[Dataset excerpt]
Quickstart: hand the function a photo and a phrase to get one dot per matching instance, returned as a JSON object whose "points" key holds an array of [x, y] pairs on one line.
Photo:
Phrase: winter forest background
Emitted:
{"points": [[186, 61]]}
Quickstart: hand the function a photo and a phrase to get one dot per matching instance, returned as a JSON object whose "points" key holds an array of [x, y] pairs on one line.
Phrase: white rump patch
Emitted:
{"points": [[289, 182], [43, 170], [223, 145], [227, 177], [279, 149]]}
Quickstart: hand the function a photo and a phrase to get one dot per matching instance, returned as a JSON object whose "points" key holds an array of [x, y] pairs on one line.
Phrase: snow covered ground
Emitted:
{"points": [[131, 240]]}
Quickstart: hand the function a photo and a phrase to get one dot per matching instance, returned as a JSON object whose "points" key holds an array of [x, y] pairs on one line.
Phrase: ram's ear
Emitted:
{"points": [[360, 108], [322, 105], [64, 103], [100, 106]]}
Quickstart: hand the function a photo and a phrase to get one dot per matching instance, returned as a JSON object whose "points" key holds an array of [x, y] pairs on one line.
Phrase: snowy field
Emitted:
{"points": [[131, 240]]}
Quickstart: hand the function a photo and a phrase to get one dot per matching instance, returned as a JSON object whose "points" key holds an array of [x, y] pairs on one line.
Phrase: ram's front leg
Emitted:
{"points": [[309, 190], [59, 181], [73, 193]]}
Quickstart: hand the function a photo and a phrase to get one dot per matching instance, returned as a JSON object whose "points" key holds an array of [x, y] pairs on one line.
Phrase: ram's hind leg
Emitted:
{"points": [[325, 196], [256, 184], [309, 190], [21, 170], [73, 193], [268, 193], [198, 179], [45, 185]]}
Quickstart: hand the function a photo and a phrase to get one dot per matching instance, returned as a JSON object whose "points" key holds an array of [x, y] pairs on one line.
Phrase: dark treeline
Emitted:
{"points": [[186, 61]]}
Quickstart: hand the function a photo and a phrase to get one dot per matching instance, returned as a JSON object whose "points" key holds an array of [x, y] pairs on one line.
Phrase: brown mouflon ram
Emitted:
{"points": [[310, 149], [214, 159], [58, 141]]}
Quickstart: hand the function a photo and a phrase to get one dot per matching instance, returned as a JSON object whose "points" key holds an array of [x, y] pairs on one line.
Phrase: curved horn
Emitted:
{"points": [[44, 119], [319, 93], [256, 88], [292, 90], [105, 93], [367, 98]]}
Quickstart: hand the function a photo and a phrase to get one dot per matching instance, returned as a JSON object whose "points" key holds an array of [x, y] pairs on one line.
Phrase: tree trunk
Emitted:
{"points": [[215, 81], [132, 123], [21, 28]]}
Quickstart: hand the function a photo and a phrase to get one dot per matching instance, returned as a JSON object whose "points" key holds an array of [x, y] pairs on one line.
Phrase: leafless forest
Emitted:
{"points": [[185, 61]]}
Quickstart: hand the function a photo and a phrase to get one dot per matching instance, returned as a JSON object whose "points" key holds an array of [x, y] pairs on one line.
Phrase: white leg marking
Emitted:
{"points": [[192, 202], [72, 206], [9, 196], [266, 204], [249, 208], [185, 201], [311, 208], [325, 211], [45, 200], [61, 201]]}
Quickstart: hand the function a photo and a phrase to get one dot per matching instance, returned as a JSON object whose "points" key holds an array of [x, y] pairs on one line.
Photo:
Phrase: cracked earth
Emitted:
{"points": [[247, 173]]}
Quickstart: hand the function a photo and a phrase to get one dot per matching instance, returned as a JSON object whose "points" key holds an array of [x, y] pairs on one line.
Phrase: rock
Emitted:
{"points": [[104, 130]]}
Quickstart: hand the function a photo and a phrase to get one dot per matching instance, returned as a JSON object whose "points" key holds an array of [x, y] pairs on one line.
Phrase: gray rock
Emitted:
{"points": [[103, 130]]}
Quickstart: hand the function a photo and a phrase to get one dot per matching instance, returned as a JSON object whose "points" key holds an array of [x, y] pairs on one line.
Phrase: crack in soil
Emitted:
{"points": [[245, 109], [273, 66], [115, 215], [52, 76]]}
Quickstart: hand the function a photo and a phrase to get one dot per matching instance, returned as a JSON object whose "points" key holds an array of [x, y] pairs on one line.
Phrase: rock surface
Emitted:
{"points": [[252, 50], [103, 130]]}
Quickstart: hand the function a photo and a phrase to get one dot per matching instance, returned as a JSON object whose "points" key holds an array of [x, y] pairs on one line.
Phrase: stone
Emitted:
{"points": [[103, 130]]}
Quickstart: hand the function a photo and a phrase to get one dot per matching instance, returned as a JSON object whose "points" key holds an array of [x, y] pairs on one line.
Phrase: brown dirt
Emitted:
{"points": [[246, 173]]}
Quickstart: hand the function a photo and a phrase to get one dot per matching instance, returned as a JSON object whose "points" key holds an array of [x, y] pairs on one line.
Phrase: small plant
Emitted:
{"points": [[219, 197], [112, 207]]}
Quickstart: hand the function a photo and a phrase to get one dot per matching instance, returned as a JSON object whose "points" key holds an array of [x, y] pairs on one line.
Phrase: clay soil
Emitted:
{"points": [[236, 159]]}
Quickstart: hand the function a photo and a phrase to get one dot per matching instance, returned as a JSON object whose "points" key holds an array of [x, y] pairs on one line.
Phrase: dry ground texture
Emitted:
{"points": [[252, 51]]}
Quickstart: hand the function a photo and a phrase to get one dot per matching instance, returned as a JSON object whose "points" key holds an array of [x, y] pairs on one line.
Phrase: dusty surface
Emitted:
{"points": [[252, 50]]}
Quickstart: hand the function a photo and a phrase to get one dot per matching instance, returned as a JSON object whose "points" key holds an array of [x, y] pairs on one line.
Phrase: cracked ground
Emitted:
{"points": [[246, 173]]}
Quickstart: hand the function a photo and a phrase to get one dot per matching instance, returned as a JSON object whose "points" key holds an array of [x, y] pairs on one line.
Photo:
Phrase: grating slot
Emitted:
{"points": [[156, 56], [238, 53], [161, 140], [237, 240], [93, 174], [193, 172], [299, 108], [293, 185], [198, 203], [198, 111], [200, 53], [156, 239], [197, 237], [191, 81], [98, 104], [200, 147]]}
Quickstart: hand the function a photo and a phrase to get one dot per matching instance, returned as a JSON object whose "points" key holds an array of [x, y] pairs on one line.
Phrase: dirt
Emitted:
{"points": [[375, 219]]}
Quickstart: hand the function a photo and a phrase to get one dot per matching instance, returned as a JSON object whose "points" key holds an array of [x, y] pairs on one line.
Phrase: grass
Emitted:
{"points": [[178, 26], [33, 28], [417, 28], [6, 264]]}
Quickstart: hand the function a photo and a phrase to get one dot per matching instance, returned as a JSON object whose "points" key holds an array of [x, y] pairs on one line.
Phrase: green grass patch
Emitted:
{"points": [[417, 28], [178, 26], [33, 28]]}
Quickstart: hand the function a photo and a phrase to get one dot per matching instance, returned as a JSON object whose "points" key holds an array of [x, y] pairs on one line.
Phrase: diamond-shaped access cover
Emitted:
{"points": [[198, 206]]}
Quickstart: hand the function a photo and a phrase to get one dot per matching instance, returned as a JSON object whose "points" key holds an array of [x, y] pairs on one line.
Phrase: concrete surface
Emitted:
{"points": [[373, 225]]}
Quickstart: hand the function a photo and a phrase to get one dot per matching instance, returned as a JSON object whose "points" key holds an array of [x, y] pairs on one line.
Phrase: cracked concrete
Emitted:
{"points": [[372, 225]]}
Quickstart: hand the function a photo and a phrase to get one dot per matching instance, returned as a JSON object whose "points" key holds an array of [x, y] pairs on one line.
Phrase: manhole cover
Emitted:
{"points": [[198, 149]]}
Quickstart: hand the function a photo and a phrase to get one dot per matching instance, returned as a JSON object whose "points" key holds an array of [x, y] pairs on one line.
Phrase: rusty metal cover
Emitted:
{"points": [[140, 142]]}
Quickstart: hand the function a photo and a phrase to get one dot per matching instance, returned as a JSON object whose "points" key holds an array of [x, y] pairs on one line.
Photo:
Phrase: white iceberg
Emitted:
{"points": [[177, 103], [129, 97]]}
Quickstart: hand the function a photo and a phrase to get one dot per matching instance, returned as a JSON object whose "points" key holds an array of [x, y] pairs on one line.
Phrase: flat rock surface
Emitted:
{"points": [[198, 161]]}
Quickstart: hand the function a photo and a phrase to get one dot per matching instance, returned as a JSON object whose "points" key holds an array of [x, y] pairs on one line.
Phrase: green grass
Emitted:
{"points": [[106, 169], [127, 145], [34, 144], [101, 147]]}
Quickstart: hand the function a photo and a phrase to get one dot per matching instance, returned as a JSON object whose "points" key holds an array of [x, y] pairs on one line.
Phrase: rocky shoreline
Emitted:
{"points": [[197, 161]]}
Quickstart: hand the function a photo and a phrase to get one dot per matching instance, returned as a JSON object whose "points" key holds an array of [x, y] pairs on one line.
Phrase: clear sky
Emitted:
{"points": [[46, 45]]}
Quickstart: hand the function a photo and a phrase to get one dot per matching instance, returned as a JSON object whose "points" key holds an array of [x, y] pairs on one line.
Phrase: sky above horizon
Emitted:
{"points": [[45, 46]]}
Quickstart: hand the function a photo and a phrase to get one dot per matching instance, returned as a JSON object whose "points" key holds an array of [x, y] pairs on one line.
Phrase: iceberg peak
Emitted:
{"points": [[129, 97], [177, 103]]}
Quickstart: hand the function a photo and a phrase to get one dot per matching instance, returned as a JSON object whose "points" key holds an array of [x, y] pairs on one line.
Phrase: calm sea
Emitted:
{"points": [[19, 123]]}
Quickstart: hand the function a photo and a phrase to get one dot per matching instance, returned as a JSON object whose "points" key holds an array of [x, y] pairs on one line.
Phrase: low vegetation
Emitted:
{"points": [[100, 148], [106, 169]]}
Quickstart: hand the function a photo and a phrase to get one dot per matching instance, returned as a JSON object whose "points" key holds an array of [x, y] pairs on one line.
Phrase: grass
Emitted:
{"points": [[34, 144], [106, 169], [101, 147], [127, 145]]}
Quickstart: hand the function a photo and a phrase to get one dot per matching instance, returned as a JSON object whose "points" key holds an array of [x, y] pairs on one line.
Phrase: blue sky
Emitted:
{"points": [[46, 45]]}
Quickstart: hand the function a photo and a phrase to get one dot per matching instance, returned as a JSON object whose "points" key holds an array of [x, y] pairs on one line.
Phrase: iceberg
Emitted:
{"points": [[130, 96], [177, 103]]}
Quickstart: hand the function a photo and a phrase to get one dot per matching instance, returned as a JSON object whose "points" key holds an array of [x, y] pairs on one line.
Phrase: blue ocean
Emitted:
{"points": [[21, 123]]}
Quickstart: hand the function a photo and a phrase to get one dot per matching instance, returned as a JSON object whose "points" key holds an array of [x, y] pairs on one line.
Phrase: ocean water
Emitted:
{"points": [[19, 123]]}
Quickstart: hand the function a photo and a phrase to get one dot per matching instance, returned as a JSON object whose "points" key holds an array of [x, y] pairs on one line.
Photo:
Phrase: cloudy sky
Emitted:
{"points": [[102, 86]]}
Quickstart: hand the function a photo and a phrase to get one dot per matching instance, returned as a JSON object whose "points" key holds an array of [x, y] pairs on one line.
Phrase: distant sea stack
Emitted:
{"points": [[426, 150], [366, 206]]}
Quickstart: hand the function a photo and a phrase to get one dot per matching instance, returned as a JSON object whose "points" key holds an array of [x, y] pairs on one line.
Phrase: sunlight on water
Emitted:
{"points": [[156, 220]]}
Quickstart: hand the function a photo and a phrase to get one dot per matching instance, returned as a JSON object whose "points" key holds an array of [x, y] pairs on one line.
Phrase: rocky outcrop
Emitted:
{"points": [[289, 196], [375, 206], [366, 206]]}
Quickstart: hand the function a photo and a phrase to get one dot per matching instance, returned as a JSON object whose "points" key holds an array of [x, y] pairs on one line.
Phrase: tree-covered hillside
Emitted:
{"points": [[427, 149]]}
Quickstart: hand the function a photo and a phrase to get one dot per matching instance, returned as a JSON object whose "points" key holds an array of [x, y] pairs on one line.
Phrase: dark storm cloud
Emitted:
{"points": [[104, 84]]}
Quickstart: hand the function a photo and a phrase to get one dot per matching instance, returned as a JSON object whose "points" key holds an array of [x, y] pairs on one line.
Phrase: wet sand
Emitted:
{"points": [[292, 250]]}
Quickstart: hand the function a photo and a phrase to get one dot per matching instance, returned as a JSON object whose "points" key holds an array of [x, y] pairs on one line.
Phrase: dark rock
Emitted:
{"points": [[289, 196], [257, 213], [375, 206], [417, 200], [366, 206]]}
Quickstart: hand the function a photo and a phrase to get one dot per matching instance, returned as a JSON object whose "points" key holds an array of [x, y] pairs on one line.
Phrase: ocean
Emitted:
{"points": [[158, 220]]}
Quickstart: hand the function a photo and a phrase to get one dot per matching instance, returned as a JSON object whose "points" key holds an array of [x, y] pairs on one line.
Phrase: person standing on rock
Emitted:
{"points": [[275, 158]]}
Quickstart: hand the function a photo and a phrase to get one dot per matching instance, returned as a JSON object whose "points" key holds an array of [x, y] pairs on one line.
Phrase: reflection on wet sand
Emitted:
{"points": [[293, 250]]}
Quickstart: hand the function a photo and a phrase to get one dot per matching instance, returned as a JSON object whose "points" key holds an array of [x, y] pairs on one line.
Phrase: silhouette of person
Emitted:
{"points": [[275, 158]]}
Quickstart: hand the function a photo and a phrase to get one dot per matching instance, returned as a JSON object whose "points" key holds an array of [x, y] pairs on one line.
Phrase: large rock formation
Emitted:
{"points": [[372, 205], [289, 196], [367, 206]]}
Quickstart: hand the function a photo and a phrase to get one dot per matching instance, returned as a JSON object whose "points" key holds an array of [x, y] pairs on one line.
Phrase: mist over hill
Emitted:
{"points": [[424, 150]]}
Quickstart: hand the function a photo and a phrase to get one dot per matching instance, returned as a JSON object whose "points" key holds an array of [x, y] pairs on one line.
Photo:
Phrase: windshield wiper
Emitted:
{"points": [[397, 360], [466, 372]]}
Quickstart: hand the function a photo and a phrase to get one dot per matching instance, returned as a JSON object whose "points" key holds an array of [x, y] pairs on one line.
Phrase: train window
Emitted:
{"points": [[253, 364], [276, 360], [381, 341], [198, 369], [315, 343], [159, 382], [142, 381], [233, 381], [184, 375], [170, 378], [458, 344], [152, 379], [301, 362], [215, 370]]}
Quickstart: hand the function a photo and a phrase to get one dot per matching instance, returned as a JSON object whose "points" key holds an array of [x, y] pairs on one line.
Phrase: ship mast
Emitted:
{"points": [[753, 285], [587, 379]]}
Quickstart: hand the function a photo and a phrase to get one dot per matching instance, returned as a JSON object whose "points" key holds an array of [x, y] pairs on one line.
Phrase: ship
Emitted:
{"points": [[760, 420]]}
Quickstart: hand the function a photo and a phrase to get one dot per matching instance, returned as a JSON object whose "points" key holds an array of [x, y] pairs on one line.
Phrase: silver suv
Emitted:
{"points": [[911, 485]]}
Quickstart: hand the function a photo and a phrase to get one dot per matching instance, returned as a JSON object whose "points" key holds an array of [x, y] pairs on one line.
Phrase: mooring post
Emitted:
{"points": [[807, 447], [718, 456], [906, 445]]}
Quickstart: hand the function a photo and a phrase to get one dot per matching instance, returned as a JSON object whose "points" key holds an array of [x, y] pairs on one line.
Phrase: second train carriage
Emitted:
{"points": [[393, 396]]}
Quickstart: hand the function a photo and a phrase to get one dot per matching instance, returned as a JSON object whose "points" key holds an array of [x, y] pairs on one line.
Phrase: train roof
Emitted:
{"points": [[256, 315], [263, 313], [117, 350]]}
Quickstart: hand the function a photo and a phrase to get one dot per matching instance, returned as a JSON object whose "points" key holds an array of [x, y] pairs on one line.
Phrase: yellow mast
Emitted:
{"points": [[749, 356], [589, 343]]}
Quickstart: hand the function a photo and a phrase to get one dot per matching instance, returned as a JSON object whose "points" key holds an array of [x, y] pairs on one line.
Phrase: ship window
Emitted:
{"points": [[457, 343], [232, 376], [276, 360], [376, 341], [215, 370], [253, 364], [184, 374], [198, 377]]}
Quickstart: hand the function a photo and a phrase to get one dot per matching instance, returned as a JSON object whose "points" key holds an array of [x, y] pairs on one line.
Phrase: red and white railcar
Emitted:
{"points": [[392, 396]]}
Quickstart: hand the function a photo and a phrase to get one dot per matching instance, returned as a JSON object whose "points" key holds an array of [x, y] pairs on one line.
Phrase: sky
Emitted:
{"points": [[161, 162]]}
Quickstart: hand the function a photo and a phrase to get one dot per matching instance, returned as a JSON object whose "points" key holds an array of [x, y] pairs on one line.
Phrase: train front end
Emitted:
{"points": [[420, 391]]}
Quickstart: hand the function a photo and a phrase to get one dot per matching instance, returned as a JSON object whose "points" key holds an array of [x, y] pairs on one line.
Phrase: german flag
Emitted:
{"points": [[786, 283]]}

*What needs to be done*: Count the lines in the records above that contain the string "train", treating uppercase and lowercase letters as different. Give only the number.

*Reply*: 4